Oleh: M. Dalhar

Pancasila merupakan nilai-nilai luhur yang digali dari kebudayaan luhur masyarakat Nusantara. Nilai-nilai tersebut kemudian diformalisasi untuk menjadi sebuah cita—cita di tengah masyarakat yang senantiasa berubah.

Perubahan adalah sebuah keniscayaan dalam kehidupan sosial kemasyarakatan. Di belahan bumi manapun tidak akan dapat menghindari perubahan. Ada kalanya perubahan itu cepat ada pula yang lambat.

Jika kita mengamati, perubahan masyarakat di sekitar belakangan dengan adanya  intervensi teknologi menjadi sebuah revolusi. Seakan tidak pernah terbayangkan sebelumnya. Perubahan dari teknologi kemudian mempengaruhi keseharin masyarakat, sampai pada sesuatu yang bersifat privasi sekalipun.

Apabila kita menyandingkan dengan situasi hari ini, seakan nilai-nilai Pancasila menjadi asing. Atau hanya menjadi kata-kata Mutiara. Apakah dulu masyarakat Indonesia dulu tergambar dalam lima sila dalam Pancasila?

Jawabannya adalah iya. Nilai-nilai tersebut tumbuh di masyarakat kita tetapi dengan bentuk yang berbeda-beda. Nilai-nilai tentang ketuhanan, kemanusiaan, persatuan, perwakilan, dan keadilan ada di bumi Nusantara. Dengan nilai atau ajaran-ajaran tersebut masyarakat tetap dapat bertahan dengan dinamika setiap zamannya.

Melihat perjalanan sejarah itulah, maka para founding father yang diwakili oleh Ir. Soekarno dalam Sidang BPUPKI pada 1 Juni 1945 menawarkan gagasan Pancasila. Isinya berbeda dengan Pancasila hari ini. Beberapa kali pertemuan dilakukan untuk menyempurnakan dasar sekaligus cita-cita bernegara.

* **MATERI YANG DISEDIAKAN**:
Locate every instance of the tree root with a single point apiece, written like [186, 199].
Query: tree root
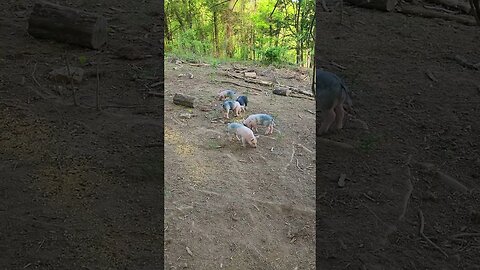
[422, 226]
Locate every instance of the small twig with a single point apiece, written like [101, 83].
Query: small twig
[406, 198]
[306, 149]
[299, 166]
[463, 62]
[291, 157]
[368, 197]
[71, 80]
[465, 235]
[341, 11]
[98, 90]
[422, 226]
[440, 9]
[155, 94]
[33, 75]
[334, 143]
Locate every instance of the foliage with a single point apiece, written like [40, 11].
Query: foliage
[270, 31]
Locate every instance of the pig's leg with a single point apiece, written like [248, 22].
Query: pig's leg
[340, 113]
[329, 118]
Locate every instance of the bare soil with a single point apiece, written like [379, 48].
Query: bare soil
[386, 57]
[233, 207]
[81, 189]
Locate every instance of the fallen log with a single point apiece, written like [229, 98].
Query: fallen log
[456, 4]
[64, 24]
[384, 5]
[296, 90]
[410, 10]
[184, 100]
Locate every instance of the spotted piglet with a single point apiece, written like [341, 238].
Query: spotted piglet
[230, 105]
[260, 119]
[226, 94]
[243, 133]
[243, 100]
[332, 95]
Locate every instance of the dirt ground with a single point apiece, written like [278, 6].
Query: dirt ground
[235, 207]
[81, 189]
[386, 57]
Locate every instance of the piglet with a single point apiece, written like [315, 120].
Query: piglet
[230, 105]
[260, 119]
[232, 129]
[245, 134]
[332, 95]
[226, 94]
[243, 100]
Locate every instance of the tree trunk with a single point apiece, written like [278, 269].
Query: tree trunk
[384, 5]
[64, 24]
[215, 33]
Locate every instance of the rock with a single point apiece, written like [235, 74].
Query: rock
[61, 74]
[129, 53]
[250, 74]
[186, 115]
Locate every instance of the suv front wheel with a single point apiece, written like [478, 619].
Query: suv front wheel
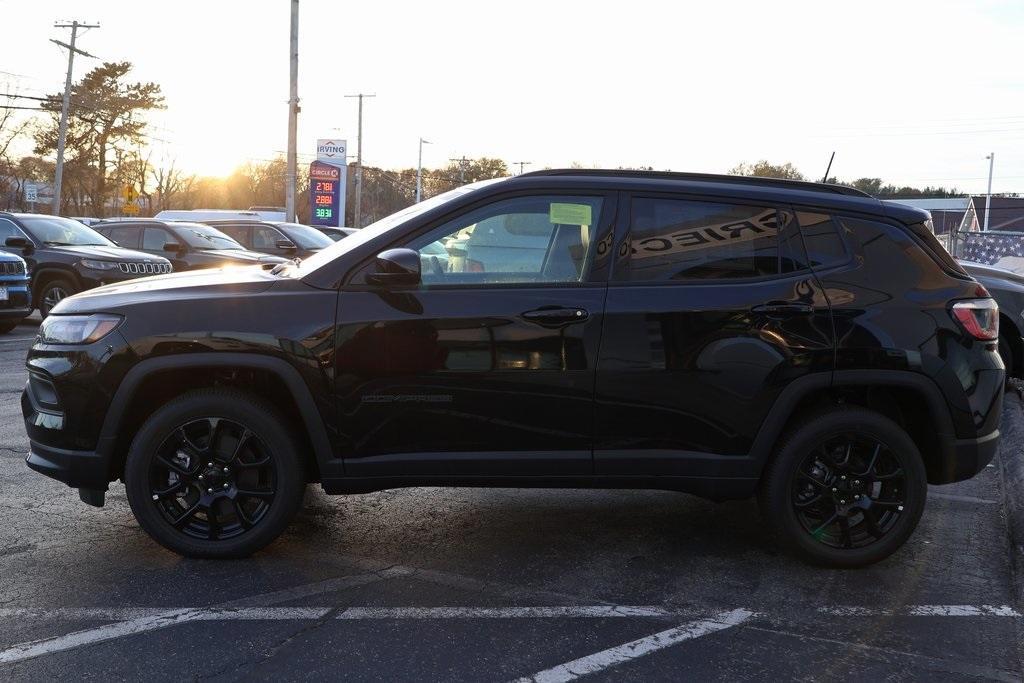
[215, 473]
[846, 487]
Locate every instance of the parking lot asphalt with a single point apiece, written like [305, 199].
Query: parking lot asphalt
[434, 584]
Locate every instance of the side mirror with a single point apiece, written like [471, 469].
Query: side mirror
[396, 267]
[18, 243]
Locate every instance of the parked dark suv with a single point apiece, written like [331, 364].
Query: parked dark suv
[722, 336]
[65, 256]
[274, 238]
[187, 246]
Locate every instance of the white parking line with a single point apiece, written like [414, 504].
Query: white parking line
[168, 617]
[924, 610]
[637, 648]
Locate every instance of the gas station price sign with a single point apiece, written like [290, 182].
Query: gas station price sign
[326, 190]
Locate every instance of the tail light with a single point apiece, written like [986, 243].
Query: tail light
[980, 317]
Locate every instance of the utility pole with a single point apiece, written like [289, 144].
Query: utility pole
[463, 165]
[988, 197]
[293, 114]
[62, 131]
[419, 172]
[356, 217]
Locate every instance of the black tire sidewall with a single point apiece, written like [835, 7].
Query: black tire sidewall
[66, 285]
[252, 414]
[776, 492]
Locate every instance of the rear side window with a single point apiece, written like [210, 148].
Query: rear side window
[821, 239]
[124, 236]
[935, 249]
[681, 240]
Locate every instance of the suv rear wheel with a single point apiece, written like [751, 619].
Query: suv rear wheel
[846, 487]
[215, 473]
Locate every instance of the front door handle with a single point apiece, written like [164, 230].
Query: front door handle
[556, 316]
[783, 308]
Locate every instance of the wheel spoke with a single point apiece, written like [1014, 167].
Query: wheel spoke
[246, 435]
[871, 523]
[241, 514]
[261, 494]
[179, 521]
[844, 527]
[174, 467]
[170, 491]
[870, 465]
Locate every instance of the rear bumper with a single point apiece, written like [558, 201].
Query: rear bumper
[970, 457]
[79, 469]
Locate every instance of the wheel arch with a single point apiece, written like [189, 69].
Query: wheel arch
[911, 399]
[113, 443]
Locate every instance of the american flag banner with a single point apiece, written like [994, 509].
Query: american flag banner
[988, 248]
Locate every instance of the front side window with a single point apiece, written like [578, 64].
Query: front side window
[680, 240]
[154, 239]
[516, 241]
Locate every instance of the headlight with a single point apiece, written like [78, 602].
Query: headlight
[77, 329]
[100, 265]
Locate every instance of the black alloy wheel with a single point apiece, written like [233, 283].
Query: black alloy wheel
[845, 488]
[848, 493]
[213, 478]
[215, 473]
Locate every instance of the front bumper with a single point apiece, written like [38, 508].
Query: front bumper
[79, 469]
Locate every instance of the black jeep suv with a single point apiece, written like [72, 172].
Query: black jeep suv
[722, 336]
[187, 246]
[65, 256]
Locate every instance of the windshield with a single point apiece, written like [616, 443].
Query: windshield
[56, 231]
[374, 230]
[305, 237]
[204, 237]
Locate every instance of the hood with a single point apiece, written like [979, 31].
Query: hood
[244, 256]
[109, 253]
[211, 283]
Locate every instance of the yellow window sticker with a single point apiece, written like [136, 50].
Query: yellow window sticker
[571, 214]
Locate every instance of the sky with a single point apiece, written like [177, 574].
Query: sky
[912, 92]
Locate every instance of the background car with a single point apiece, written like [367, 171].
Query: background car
[274, 238]
[15, 300]
[65, 256]
[335, 233]
[1008, 290]
[187, 246]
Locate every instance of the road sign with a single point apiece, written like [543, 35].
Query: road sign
[332, 151]
[327, 195]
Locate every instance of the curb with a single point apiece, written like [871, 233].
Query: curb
[1012, 469]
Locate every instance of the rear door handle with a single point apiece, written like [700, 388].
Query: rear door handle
[783, 308]
[555, 316]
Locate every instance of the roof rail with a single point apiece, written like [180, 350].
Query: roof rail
[705, 177]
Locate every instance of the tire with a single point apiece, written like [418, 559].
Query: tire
[52, 292]
[880, 492]
[222, 464]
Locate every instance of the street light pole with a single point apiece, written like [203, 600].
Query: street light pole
[419, 172]
[988, 197]
[356, 217]
[62, 130]
[293, 115]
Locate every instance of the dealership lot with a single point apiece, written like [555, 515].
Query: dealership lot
[497, 585]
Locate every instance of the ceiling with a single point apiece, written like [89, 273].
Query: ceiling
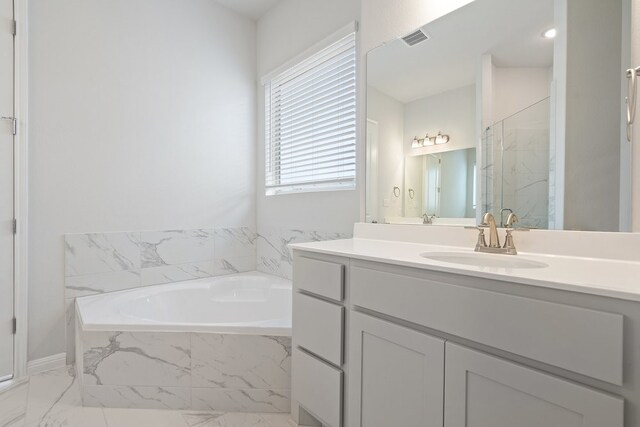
[510, 30]
[252, 9]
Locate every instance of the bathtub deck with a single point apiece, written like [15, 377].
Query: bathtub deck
[54, 399]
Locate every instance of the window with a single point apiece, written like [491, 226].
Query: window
[310, 122]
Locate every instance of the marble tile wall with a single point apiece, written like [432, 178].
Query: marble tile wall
[107, 262]
[274, 256]
[197, 371]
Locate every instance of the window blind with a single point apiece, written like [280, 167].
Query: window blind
[310, 122]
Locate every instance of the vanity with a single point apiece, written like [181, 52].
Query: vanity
[492, 113]
[385, 335]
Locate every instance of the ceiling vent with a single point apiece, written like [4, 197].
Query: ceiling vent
[415, 38]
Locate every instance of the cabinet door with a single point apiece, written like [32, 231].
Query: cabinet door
[486, 391]
[396, 375]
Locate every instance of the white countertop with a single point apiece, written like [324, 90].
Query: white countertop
[596, 276]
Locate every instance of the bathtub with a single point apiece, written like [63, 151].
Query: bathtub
[214, 344]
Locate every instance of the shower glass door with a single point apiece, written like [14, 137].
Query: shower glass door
[6, 190]
[515, 174]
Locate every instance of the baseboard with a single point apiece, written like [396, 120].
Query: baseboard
[47, 363]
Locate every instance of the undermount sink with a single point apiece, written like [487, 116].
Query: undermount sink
[483, 260]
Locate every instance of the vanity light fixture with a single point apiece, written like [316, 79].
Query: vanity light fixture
[441, 139]
[428, 141]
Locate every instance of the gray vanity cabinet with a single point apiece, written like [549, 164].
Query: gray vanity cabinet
[487, 391]
[381, 345]
[399, 375]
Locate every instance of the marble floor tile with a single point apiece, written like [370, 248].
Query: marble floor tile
[246, 400]
[13, 404]
[54, 401]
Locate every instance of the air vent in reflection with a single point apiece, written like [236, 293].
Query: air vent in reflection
[415, 38]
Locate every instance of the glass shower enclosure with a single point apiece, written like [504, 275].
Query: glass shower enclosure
[515, 168]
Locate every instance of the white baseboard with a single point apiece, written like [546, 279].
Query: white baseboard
[47, 363]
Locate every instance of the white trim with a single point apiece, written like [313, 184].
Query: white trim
[21, 193]
[352, 27]
[48, 363]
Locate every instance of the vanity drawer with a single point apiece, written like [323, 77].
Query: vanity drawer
[319, 277]
[585, 341]
[318, 388]
[318, 327]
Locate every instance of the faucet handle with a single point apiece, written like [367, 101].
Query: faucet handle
[508, 242]
[511, 219]
[481, 243]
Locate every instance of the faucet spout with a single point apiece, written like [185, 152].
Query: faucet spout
[494, 239]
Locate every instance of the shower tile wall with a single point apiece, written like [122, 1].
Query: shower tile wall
[106, 262]
[525, 177]
[274, 255]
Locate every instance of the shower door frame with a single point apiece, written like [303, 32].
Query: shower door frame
[20, 201]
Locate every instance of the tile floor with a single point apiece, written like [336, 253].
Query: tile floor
[53, 399]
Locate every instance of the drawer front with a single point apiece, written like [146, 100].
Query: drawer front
[319, 277]
[588, 342]
[317, 386]
[318, 327]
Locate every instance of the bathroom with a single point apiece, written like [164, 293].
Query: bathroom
[162, 266]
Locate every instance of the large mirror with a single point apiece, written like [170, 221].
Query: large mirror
[502, 106]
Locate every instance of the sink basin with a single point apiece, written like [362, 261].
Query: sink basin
[483, 260]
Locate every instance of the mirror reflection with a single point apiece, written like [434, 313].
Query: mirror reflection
[495, 118]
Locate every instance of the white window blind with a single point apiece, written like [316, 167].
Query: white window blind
[310, 122]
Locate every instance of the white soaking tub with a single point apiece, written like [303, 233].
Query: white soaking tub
[215, 344]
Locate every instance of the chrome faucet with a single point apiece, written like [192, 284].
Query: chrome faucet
[502, 211]
[489, 221]
[494, 247]
[428, 219]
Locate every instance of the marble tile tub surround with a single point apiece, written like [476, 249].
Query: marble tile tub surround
[274, 255]
[198, 371]
[587, 244]
[53, 398]
[106, 262]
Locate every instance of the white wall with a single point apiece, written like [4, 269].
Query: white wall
[388, 112]
[454, 185]
[142, 117]
[452, 112]
[284, 32]
[635, 61]
[592, 143]
[515, 89]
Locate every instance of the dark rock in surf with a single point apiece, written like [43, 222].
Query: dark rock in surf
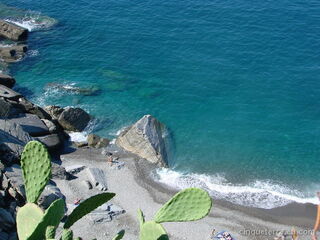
[74, 119]
[7, 80]
[12, 31]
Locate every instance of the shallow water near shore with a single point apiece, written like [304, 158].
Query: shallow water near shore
[236, 83]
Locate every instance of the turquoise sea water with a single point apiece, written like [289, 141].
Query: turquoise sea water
[237, 83]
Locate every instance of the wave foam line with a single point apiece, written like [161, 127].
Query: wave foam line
[261, 194]
[33, 21]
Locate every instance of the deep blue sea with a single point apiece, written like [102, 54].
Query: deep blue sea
[237, 82]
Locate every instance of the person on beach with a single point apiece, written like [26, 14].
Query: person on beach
[110, 158]
[317, 223]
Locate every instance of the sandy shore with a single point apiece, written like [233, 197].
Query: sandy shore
[135, 189]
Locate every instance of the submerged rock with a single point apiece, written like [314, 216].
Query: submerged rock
[74, 119]
[85, 91]
[12, 31]
[96, 141]
[14, 53]
[146, 138]
[7, 80]
[12, 140]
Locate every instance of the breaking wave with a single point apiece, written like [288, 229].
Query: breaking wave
[261, 194]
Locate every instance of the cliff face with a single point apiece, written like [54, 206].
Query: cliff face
[146, 139]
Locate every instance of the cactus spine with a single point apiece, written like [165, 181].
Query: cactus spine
[36, 169]
[50, 232]
[188, 205]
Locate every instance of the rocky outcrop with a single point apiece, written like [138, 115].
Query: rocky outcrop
[7, 80]
[12, 31]
[146, 138]
[12, 140]
[13, 53]
[74, 119]
[31, 124]
[29, 107]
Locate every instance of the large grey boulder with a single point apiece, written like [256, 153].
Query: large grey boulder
[50, 193]
[146, 138]
[32, 108]
[12, 31]
[12, 138]
[7, 80]
[74, 119]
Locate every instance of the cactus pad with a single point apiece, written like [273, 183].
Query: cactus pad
[50, 232]
[119, 235]
[51, 217]
[188, 205]
[86, 207]
[67, 234]
[36, 169]
[152, 231]
[28, 218]
[141, 217]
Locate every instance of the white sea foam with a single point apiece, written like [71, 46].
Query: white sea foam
[33, 21]
[78, 136]
[262, 194]
[33, 53]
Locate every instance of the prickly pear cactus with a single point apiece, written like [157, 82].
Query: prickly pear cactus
[50, 232]
[141, 217]
[152, 231]
[28, 218]
[187, 205]
[86, 207]
[119, 235]
[67, 234]
[36, 169]
[51, 217]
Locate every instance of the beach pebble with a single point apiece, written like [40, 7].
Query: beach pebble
[87, 184]
[74, 169]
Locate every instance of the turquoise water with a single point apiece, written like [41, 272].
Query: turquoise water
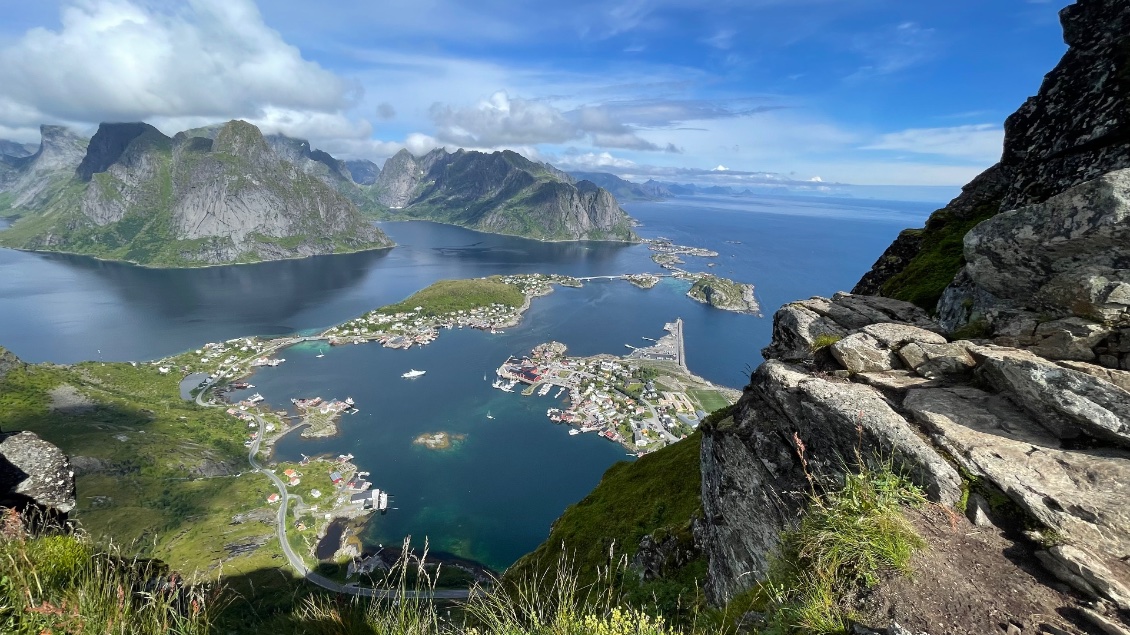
[495, 496]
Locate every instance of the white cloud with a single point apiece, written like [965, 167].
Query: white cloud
[980, 142]
[592, 161]
[503, 120]
[123, 60]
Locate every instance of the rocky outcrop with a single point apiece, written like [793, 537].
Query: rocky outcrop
[35, 179]
[727, 295]
[1053, 276]
[1076, 129]
[363, 172]
[953, 415]
[226, 196]
[33, 470]
[500, 192]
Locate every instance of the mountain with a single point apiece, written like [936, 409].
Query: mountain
[623, 190]
[27, 182]
[363, 172]
[500, 192]
[15, 149]
[206, 197]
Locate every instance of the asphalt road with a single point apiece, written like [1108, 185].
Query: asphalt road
[296, 560]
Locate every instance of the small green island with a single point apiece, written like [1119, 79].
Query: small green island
[440, 441]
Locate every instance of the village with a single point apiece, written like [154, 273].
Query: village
[643, 401]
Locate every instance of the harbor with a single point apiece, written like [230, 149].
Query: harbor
[643, 401]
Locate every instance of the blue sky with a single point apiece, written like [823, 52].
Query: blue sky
[869, 92]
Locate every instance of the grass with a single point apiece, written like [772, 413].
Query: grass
[846, 539]
[450, 296]
[149, 446]
[938, 260]
[60, 582]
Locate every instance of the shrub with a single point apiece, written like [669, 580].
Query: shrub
[846, 539]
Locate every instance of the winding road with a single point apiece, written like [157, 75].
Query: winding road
[295, 559]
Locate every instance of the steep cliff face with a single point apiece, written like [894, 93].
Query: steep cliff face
[32, 180]
[1027, 403]
[867, 379]
[231, 196]
[1075, 129]
[363, 172]
[500, 192]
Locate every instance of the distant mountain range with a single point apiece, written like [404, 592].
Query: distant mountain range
[211, 196]
[227, 193]
[501, 192]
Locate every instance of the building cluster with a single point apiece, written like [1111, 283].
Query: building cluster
[611, 397]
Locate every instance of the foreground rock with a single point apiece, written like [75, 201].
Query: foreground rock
[207, 197]
[34, 471]
[1074, 130]
[1049, 438]
[501, 192]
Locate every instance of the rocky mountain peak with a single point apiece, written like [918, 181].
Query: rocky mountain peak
[59, 147]
[1074, 130]
[363, 172]
[241, 139]
[110, 142]
[1077, 127]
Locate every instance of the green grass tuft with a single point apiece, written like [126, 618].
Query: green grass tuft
[846, 539]
[449, 296]
[938, 260]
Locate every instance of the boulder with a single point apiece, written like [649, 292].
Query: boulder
[1070, 338]
[797, 327]
[894, 336]
[1086, 573]
[1120, 379]
[1081, 496]
[935, 361]
[755, 480]
[1059, 398]
[861, 353]
[34, 470]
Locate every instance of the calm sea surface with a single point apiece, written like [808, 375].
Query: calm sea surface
[494, 496]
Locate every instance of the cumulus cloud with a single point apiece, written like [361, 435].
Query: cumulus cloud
[384, 111]
[120, 60]
[980, 142]
[504, 120]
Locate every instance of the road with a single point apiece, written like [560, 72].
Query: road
[295, 559]
[300, 566]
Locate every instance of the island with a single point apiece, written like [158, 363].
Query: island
[644, 401]
[440, 441]
[728, 295]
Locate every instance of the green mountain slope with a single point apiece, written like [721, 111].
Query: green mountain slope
[189, 200]
[500, 192]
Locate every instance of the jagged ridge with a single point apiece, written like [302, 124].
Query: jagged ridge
[215, 196]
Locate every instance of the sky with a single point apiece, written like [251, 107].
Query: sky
[865, 92]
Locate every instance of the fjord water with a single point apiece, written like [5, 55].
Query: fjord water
[494, 496]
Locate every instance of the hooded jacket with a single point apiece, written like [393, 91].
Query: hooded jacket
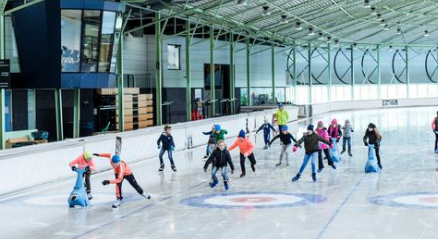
[219, 159]
[323, 133]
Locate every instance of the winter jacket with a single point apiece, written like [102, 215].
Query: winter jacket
[121, 169]
[323, 133]
[284, 138]
[167, 141]
[372, 138]
[311, 142]
[82, 163]
[220, 136]
[282, 117]
[347, 130]
[244, 145]
[266, 128]
[219, 159]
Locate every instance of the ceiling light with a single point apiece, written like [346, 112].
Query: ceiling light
[298, 26]
[241, 2]
[426, 33]
[283, 19]
[266, 11]
[366, 4]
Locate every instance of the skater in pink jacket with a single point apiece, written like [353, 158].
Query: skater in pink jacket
[322, 131]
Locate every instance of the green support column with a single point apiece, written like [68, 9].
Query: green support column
[120, 91]
[407, 72]
[212, 80]
[188, 79]
[232, 78]
[158, 76]
[329, 71]
[58, 112]
[76, 112]
[273, 72]
[309, 54]
[294, 71]
[352, 73]
[379, 75]
[248, 72]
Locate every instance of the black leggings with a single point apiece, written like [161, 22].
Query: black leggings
[132, 181]
[242, 161]
[327, 155]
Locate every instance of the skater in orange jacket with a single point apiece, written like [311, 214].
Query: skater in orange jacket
[122, 171]
[246, 148]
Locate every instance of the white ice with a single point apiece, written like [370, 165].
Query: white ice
[410, 166]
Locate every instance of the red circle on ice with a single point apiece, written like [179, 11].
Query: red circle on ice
[253, 199]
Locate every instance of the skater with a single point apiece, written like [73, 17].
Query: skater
[282, 116]
[168, 145]
[219, 133]
[311, 146]
[246, 148]
[219, 159]
[266, 132]
[84, 161]
[286, 139]
[435, 131]
[346, 138]
[322, 131]
[122, 171]
[209, 148]
[373, 136]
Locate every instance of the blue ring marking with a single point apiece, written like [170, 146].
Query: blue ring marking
[199, 201]
[387, 200]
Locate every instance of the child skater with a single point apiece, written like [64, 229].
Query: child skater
[168, 145]
[266, 132]
[322, 131]
[346, 139]
[209, 149]
[246, 148]
[219, 159]
[84, 161]
[219, 133]
[373, 136]
[311, 146]
[286, 139]
[122, 171]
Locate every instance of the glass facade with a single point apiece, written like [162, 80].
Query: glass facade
[88, 40]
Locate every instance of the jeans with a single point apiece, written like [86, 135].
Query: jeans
[223, 172]
[313, 156]
[169, 153]
[346, 141]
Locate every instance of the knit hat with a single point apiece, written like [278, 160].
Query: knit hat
[115, 159]
[241, 134]
[87, 155]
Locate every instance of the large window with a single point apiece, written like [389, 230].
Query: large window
[106, 42]
[70, 40]
[90, 41]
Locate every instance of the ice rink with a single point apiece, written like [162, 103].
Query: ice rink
[400, 202]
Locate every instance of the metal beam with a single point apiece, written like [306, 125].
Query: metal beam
[188, 77]
[158, 69]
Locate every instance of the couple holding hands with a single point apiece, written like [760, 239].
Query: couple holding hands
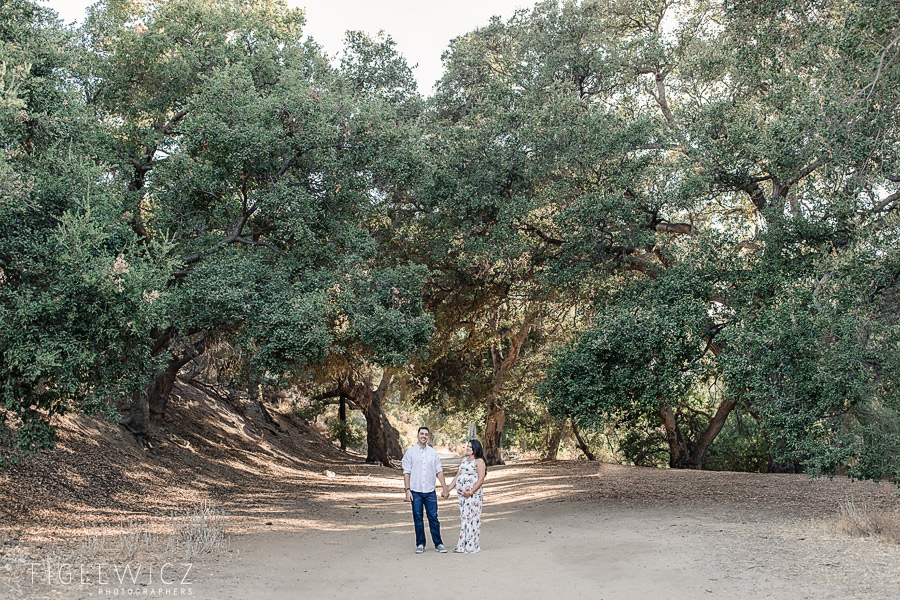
[421, 465]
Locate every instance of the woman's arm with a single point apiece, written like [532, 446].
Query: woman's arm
[482, 473]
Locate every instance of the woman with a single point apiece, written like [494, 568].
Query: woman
[468, 482]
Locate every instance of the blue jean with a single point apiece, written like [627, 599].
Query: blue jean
[429, 500]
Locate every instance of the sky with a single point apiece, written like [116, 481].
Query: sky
[421, 28]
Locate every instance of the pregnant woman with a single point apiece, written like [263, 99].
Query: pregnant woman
[468, 482]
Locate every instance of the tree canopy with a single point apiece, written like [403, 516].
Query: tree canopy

* **INSTRUKSI YANG DIBERIKAN 1**:
Kembalikan bagian teks tentang Pancasila tanpa perubahan, mulai dari "Apabila kita menyandingkan" dan terus sampai "sila dalam Pancasila?".
* **INSTRUKSI YANG DIBERIKAN 2**:
Menurut teks tentang Pancasila, dalam sidang apa dan pada tanggal berapa Ir. Soekarno menawarkan gagasan Pancasila?

* **JAWABAN TUGAS 1**:
Apabila kita menyandingkan dengan situasi hari ini, seakan nilai-nilai Pancasila menjadi asing. Atau hanya menjadi kata-kata Mutiara. Apakah dulu masyarakat Indonesia dulu tergambar dalam lima sila dalam Pancasila?

* **JAWABAN TUGAS 2**:
Dalam Sidang BPUPKI pada 1 Juni 1945.